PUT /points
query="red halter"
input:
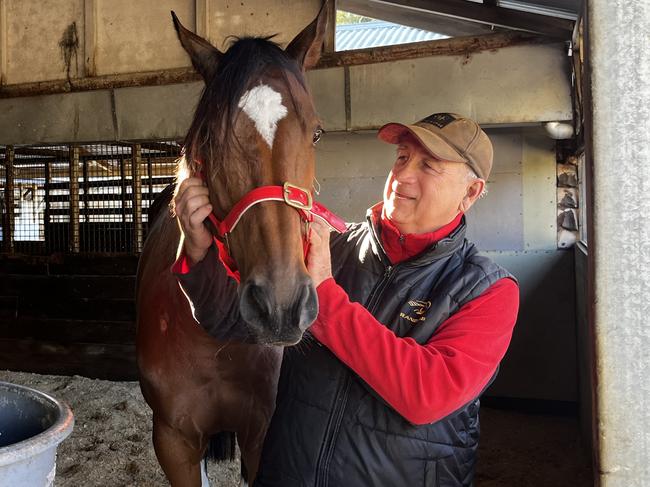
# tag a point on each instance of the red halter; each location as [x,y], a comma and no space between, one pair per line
[294,196]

> Work item: Output nothing except an exact copy of the records above, with the images left out.

> The completed task:
PUT /points
query="red halter"
input:
# tag a point on each instance of the red halter; each location as [x,y], a comma and no space between, one pair per line
[294,196]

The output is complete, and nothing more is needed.